[TEXT EXCERPT]

################

- 54°15′30″N 1°06′39″W﻿ / ﻿54.25832°N 1.11083°W
- Type: Park and Garden

History
- Built: c. 1758
- Built for: Thomas Duncombe II

Site notes
- Owner: National Trust
- Website: www.nationaltrust.org.uk/rievaulx-terrace

Listed Building – Grade I
- Official name: Rievaulx Terrace
- Designated: 10 May 1984
- Reference no.: 1001072

Listed Building – Grade I
- Official name: Doric Temple
- Designated: 4 January 1955
- Reference no.: 1149251

Listed Building – Grade I
- Official name: Ionic Temple
- Designated: 4 January 1955
- Reference no.: 1315950

= Rievaulx Terrace =

Historic landscaped terrace in North Yorkshire, England

Rievaulx Terrace is a site located in the North York Moors National Park, in North Yorkshire, England, overlooking Rievaulx Abbey, owned by the National Trust, but operated by English Heritage as a joint attraction with nearby Rievaulx Abbey. The site is a grass-covered terrace following a serpentine course across the side of a wooded escarpment overlooking the ruins of the abbey. At either end of the terrace stand two mid-18th century follies: small Palladian temples.

################

[INFORMATION SUPPLIED]
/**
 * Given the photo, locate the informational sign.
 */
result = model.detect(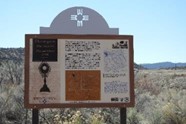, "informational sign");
[25,34,134,108]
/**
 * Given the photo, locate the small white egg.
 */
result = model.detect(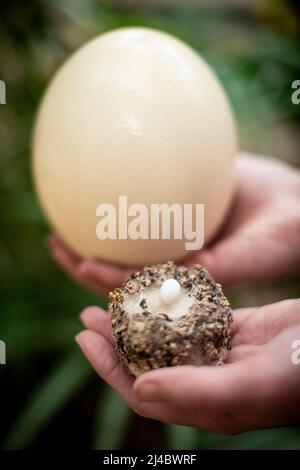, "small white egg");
[160,279,180,305]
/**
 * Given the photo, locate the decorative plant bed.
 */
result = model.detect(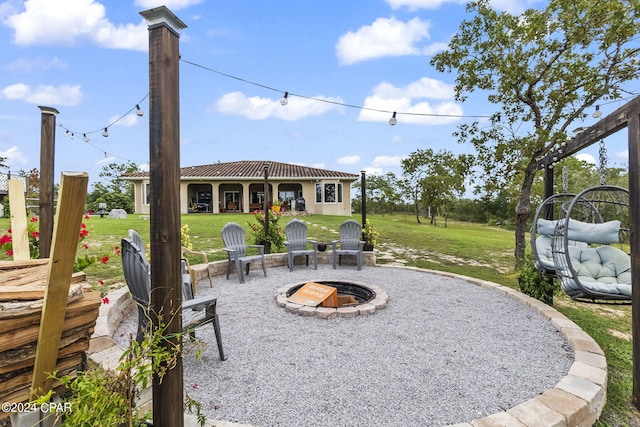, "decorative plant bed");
[0,259,102,419]
[276,280,389,319]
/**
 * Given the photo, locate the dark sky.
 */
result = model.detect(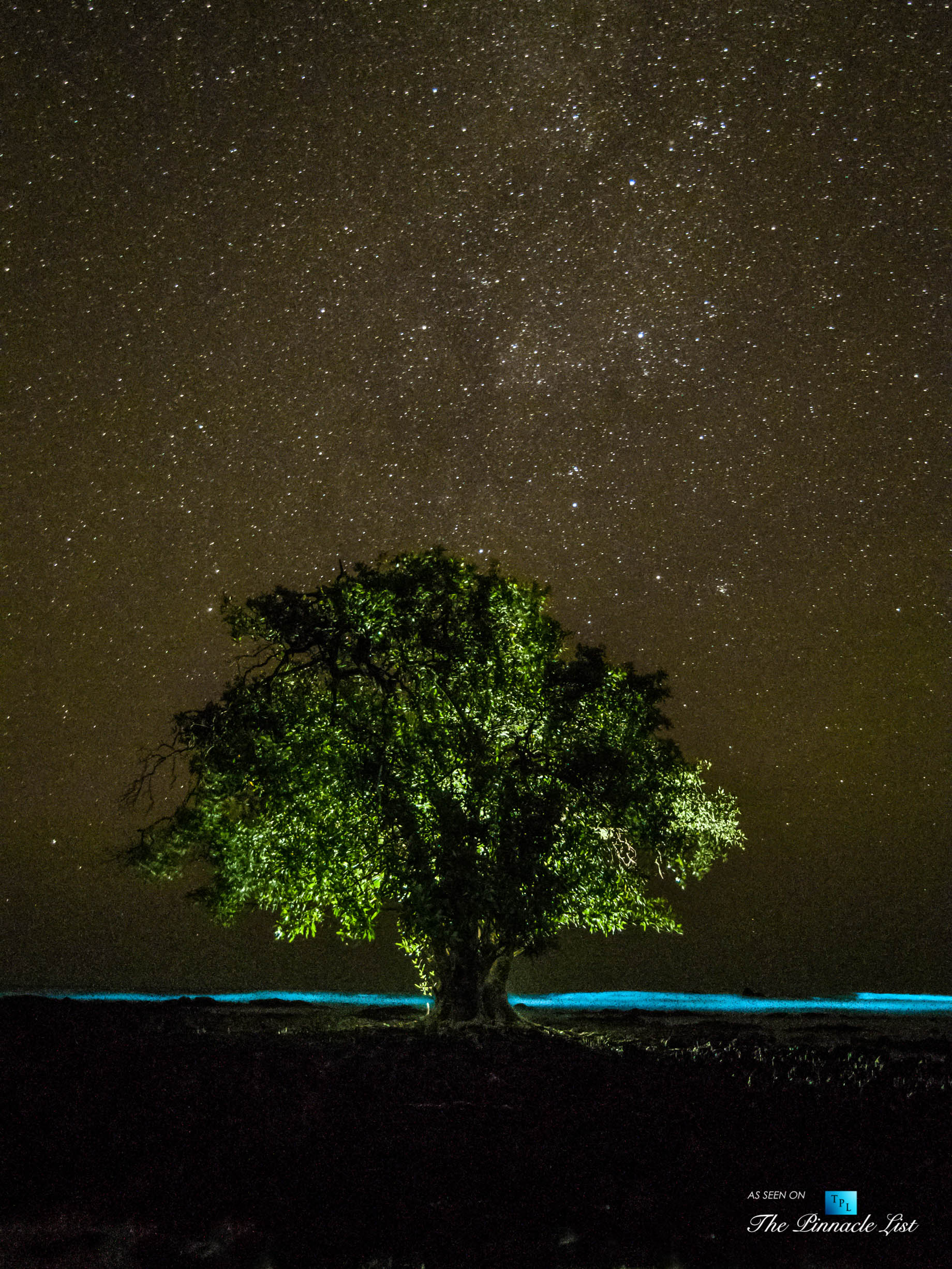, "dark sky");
[0,0,952,994]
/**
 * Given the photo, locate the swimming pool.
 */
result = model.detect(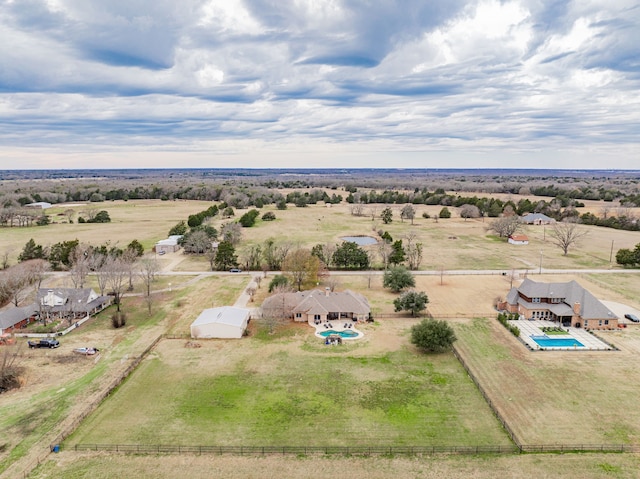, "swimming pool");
[318,329,360,338]
[531,336,584,348]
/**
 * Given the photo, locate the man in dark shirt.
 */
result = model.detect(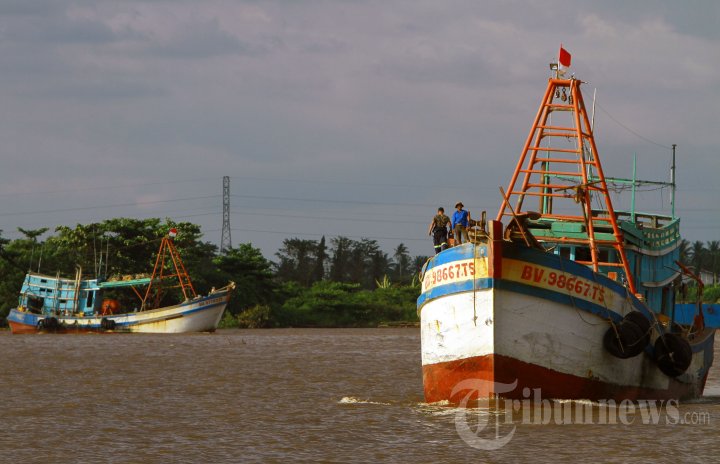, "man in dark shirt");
[428,208,450,254]
[452,202,470,245]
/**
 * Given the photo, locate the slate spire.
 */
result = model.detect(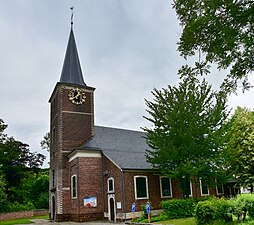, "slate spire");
[60,12,86,86]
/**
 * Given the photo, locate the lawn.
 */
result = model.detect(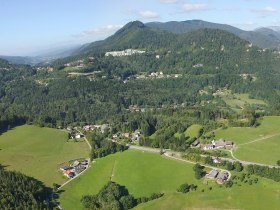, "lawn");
[60,150,280,210]
[174,124,202,138]
[220,92,266,112]
[60,150,203,210]
[215,116,280,165]
[134,177,280,210]
[0,125,89,186]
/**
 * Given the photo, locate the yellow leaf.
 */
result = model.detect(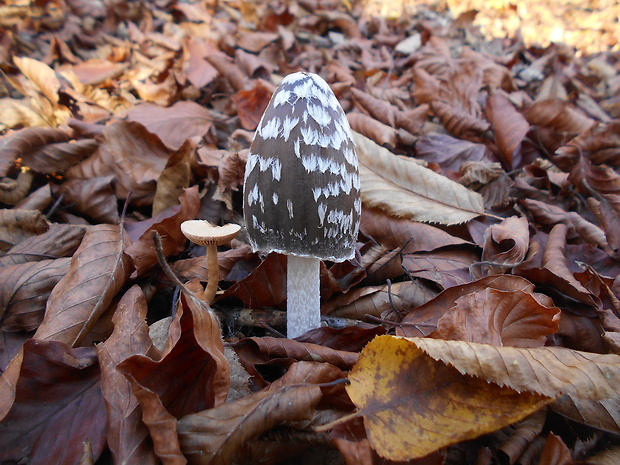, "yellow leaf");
[353,132,484,224]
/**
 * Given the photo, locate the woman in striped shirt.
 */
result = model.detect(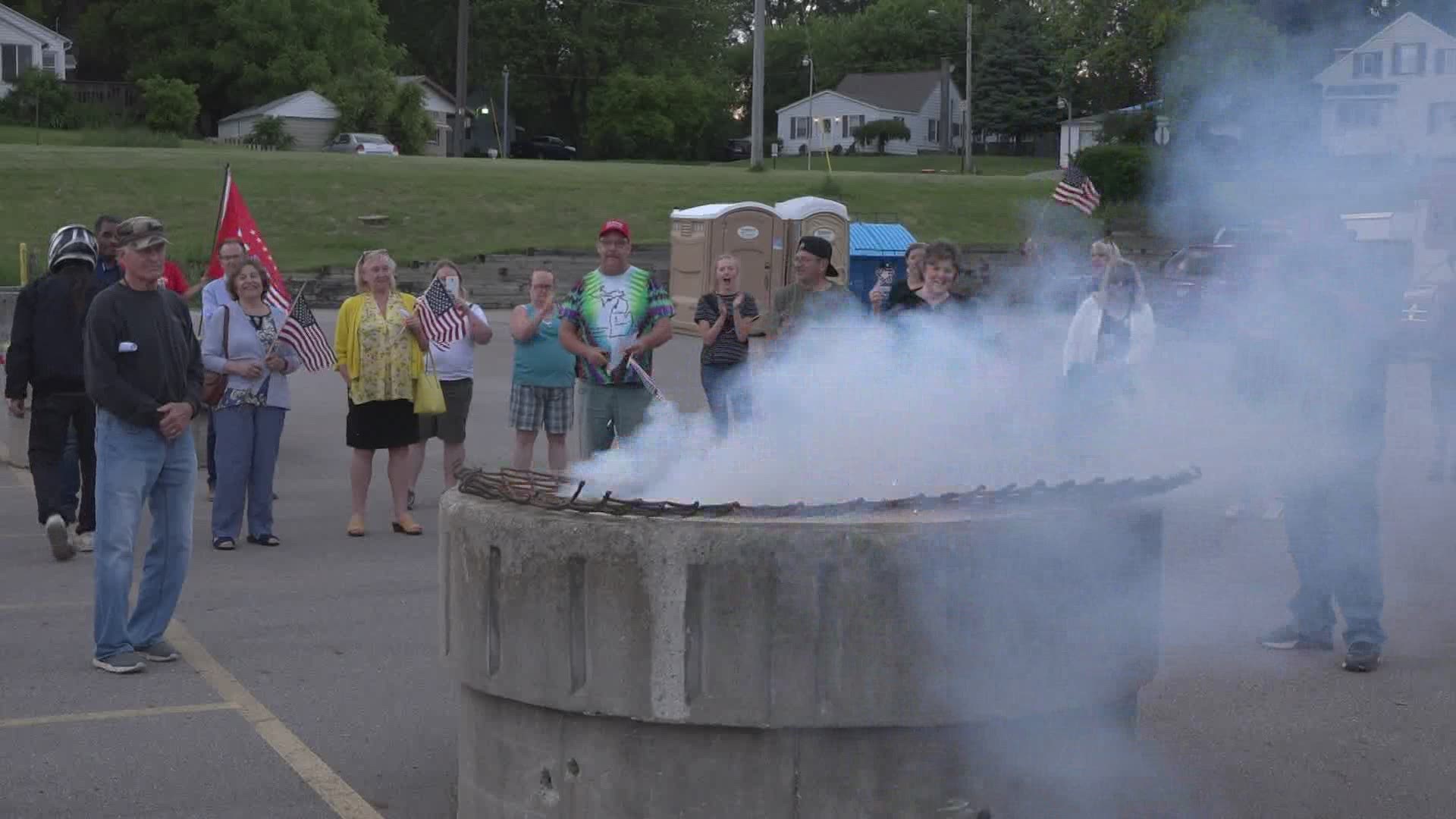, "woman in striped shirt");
[693,255,758,435]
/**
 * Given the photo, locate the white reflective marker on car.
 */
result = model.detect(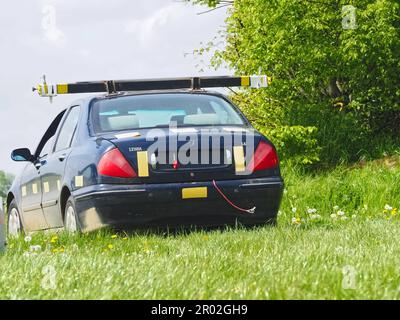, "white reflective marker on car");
[0,197,6,252]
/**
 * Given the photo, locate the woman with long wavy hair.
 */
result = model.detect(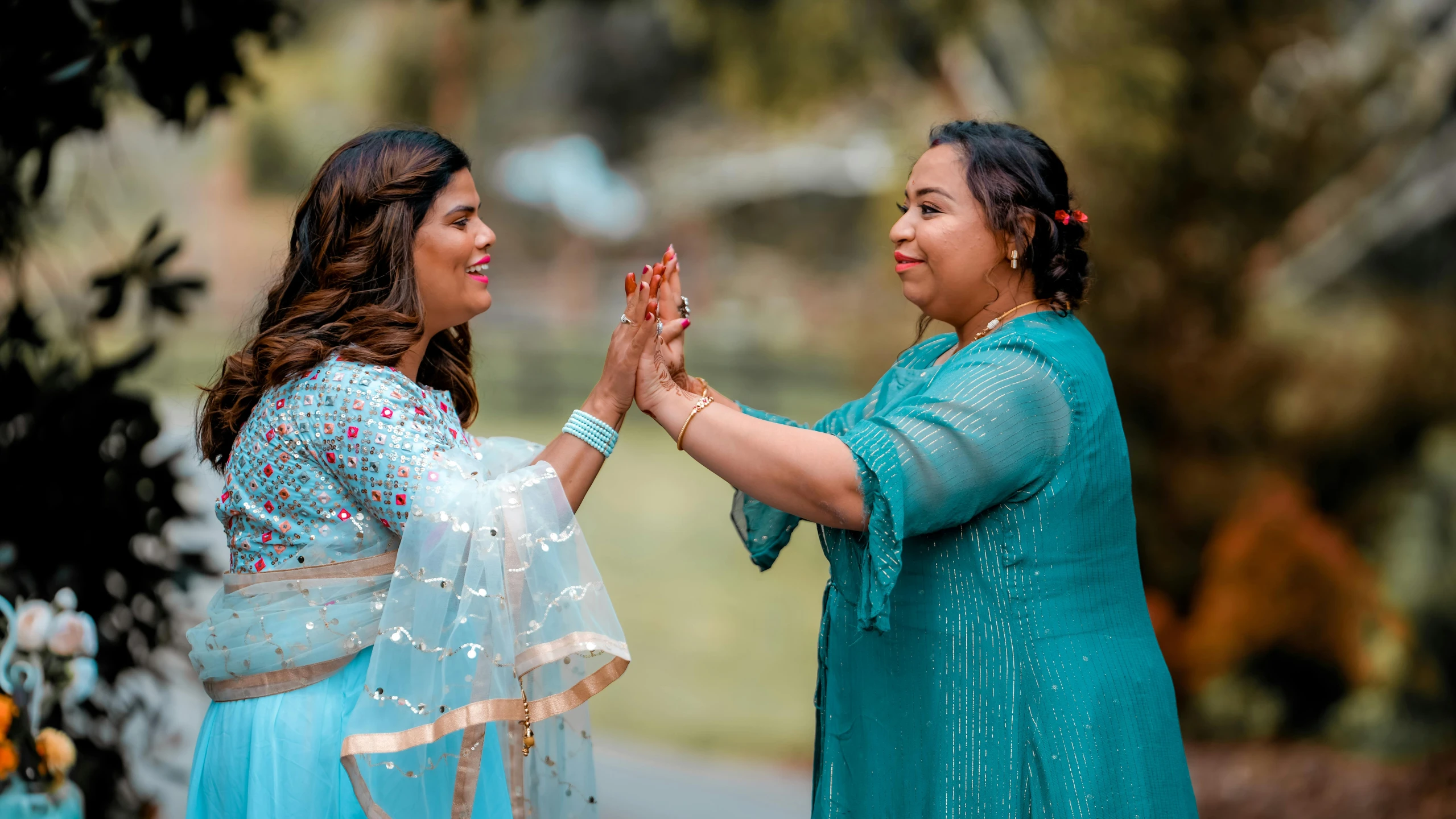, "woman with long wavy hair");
[188,130,657,819]
[636,121,1195,819]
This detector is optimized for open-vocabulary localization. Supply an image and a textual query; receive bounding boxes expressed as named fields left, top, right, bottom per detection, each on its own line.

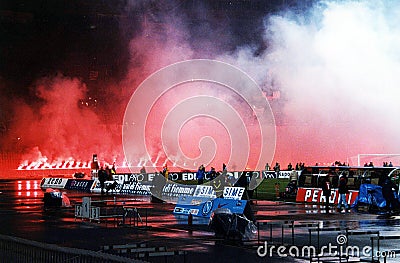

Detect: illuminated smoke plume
left=8, top=76, right=119, bottom=164
left=264, top=1, right=400, bottom=165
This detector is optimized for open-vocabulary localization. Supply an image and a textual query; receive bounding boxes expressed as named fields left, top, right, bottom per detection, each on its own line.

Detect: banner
left=120, top=182, right=153, bottom=195
left=296, top=187, right=358, bottom=204
left=40, top=178, right=68, bottom=189
left=65, top=179, right=94, bottom=192
left=222, top=187, right=245, bottom=200
left=173, top=196, right=247, bottom=218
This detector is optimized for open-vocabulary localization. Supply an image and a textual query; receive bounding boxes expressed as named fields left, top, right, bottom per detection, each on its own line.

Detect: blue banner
left=64, top=179, right=94, bottom=192
left=173, top=196, right=247, bottom=218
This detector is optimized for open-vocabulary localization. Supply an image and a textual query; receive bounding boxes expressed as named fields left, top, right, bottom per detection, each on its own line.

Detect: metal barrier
left=75, top=197, right=147, bottom=226
left=101, top=243, right=187, bottom=262
left=0, top=235, right=143, bottom=263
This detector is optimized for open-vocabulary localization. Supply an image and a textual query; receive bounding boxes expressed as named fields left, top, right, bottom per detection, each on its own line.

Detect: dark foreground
left=0, top=181, right=400, bottom=262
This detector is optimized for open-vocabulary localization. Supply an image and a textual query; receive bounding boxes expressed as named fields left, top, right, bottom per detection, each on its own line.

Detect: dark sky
left=0, top=0, right=302, bottom=88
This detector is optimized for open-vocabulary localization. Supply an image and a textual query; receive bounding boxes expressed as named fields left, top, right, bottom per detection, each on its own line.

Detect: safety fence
left=253, top=221, right=400, bottom=263
left=75, top=197, right=147, bottom=227
left=0, top=235, right=143, bottom=263
left=101, top=243, right=187, bottom=262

################

[EXERCISE INSTRUCTIONS] In the Rievaulx Terrace text, which organization owns the site and which one operates it?

[ANSWER BELOW] The National Trust owns it, and English Heritage operates it.